Instruction: Find every line in the items below that contains the word "bowl", and copy each of those lines.

= = = = =

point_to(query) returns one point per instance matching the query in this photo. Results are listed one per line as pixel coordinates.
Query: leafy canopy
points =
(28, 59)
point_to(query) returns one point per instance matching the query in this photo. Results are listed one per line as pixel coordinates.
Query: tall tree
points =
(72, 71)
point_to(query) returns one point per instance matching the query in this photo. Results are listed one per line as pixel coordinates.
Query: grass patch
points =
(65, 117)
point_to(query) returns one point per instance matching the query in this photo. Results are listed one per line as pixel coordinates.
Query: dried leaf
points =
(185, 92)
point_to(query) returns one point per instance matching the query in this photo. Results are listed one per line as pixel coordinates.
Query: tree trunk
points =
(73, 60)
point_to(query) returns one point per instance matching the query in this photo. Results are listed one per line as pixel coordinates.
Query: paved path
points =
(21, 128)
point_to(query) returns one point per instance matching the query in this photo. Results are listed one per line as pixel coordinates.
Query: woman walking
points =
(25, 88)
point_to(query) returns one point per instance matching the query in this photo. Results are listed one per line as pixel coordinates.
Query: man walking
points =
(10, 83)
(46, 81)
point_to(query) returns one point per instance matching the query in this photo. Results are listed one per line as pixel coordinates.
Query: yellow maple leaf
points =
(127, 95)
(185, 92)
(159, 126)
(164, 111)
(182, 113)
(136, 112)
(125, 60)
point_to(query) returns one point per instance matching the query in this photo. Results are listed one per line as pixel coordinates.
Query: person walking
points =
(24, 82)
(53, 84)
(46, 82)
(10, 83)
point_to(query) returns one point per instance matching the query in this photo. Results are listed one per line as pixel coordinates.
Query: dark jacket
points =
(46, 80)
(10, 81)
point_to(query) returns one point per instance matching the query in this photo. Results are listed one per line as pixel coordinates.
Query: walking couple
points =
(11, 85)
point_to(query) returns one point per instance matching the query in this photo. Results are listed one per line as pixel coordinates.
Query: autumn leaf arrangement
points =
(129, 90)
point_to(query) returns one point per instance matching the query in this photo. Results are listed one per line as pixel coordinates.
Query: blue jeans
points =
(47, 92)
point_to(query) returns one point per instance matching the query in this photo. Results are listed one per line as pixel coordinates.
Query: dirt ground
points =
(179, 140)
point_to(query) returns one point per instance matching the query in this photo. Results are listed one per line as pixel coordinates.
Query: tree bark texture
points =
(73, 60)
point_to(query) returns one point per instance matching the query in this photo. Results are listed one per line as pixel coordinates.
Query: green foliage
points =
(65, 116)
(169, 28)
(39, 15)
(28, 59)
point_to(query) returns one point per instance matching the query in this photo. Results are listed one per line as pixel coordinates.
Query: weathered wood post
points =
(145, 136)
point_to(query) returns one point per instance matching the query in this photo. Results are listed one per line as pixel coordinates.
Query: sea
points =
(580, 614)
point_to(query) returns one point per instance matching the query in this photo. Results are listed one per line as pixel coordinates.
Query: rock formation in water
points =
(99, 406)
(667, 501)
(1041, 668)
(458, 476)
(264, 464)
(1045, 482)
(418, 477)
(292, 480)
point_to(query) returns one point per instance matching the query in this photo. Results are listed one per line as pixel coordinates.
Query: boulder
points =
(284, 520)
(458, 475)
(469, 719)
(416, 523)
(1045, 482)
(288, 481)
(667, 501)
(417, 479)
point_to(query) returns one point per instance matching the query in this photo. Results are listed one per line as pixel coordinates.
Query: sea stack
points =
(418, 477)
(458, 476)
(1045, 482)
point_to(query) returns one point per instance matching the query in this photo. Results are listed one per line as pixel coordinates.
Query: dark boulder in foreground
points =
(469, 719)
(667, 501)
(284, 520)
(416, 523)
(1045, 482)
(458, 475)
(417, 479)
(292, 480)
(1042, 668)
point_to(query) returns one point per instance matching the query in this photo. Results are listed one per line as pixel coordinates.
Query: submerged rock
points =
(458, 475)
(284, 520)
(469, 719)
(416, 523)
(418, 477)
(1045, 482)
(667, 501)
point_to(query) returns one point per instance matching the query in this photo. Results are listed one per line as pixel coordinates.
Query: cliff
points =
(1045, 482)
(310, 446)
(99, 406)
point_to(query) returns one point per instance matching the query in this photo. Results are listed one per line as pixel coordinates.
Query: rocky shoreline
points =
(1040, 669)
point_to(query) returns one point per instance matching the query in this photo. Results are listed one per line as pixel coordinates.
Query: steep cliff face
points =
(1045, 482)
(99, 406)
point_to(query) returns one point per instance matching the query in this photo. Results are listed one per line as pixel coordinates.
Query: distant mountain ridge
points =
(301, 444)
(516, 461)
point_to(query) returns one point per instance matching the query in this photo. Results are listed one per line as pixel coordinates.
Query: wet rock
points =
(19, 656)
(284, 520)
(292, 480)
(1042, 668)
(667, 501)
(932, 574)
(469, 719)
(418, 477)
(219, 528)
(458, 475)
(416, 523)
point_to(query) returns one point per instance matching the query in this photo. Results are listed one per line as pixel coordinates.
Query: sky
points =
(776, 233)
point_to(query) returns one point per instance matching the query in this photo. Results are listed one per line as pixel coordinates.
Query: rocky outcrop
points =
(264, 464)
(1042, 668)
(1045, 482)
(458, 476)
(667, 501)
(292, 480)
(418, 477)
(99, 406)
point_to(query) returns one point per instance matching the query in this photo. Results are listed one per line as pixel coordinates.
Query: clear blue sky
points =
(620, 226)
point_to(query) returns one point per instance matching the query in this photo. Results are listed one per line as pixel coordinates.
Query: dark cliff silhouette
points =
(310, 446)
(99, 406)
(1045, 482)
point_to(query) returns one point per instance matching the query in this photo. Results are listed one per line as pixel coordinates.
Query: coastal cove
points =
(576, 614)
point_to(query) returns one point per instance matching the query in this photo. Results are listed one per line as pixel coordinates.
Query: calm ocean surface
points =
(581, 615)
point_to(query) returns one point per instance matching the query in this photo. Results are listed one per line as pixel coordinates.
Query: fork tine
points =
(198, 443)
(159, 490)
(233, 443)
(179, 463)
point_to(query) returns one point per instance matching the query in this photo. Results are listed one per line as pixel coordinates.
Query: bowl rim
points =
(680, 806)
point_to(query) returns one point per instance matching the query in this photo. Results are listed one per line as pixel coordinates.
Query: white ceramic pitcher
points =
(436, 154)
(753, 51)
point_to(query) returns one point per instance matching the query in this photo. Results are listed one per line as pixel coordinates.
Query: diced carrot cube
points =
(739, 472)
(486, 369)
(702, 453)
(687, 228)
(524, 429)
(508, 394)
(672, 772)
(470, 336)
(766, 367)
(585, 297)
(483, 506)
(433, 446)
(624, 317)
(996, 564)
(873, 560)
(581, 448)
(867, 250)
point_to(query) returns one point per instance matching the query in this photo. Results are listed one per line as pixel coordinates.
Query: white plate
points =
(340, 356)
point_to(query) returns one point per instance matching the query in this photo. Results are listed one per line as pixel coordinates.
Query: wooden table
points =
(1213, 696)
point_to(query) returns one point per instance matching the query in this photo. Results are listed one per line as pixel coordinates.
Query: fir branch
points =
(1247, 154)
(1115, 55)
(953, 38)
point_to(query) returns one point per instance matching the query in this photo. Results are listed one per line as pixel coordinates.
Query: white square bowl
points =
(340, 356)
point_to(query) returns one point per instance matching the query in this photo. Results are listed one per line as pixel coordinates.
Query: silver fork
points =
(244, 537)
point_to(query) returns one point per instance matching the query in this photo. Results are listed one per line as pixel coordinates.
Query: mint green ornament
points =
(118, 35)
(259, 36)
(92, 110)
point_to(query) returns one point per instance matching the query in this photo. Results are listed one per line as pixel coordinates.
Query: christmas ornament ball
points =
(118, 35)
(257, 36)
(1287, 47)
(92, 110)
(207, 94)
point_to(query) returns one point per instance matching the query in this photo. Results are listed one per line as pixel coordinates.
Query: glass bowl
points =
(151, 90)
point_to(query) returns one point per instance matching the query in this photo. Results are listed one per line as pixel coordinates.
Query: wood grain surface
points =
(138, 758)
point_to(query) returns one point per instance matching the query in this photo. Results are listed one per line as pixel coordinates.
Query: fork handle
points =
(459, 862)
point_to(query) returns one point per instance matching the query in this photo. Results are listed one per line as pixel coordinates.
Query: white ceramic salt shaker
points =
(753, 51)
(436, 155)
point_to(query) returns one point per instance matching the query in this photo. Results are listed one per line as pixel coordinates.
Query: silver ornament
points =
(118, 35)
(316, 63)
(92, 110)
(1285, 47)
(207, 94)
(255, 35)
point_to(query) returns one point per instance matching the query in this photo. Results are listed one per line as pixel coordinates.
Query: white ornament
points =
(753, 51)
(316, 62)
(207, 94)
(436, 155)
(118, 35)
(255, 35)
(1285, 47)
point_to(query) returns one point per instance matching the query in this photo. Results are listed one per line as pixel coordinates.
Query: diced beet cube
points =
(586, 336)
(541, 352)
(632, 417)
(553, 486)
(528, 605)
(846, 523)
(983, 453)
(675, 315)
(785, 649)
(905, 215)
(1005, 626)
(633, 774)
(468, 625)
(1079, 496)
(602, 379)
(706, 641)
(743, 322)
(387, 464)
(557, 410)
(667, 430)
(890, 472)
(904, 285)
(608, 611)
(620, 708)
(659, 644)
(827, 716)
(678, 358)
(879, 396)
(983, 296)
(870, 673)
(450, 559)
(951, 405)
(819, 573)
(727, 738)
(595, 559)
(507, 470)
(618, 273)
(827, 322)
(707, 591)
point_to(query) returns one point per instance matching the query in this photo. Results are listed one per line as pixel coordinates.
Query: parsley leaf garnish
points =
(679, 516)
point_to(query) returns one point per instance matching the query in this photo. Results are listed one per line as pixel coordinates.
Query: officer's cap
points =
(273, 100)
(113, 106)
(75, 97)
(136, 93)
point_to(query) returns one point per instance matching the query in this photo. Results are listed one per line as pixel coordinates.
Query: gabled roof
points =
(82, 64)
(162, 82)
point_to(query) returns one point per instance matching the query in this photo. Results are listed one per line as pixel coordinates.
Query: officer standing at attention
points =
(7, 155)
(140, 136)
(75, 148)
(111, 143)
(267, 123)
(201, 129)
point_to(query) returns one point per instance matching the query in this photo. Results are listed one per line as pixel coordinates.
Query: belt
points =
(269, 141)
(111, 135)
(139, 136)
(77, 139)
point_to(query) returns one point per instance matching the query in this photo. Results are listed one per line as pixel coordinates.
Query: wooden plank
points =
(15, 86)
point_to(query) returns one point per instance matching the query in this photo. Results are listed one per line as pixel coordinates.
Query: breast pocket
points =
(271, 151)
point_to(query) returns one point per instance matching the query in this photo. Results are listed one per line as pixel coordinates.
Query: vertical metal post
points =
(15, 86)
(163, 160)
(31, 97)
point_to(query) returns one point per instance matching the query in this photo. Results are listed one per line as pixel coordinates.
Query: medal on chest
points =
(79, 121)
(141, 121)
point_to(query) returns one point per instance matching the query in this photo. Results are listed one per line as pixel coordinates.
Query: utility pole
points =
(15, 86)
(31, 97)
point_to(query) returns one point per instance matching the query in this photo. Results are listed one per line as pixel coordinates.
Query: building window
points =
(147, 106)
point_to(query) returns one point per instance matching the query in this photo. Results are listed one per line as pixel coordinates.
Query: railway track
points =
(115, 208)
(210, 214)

= = = = =

Complete response:
Query: bowl rim
Query: white square bowl
Query: glass bowl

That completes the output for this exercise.